▶ [EXERCISE]: This exercise asks for the entries below to be printed exactly.

(MATERIAL PROVIDED begins)

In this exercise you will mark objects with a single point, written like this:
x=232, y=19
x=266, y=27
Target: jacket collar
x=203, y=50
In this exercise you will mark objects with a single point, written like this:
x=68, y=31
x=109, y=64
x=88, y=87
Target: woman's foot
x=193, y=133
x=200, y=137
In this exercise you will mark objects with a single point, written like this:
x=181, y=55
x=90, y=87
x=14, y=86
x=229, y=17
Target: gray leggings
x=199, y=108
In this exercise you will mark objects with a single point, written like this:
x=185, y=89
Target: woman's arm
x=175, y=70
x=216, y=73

(MATERIAL PROVIDED ends)

▶ [RESPONSE FOR THIS EXERCISE]:
In this exercise you will mark objects with a single point, written like this:
x=232, y=19
x=266, y=27
Target: jacket collar
x=203, y=50
In this exercise you will mark objects with a single point, written like this:
x=68, y=31
x=109, y=64
x=88, y=87
Target: woman's foot
x=193, y=133
x=200, y=137
In this exercise you will mark objects with a single point, written like this:
x=181, y=55
x=90, y=87
x=14, y=86
x=229, y=17
Target: gray leggings
x=199, y=108
In this exercise you will mark objects with a single point, written like this:
x=185, y=89
Target: woman's arm
x=175, y=70
x=216, y=73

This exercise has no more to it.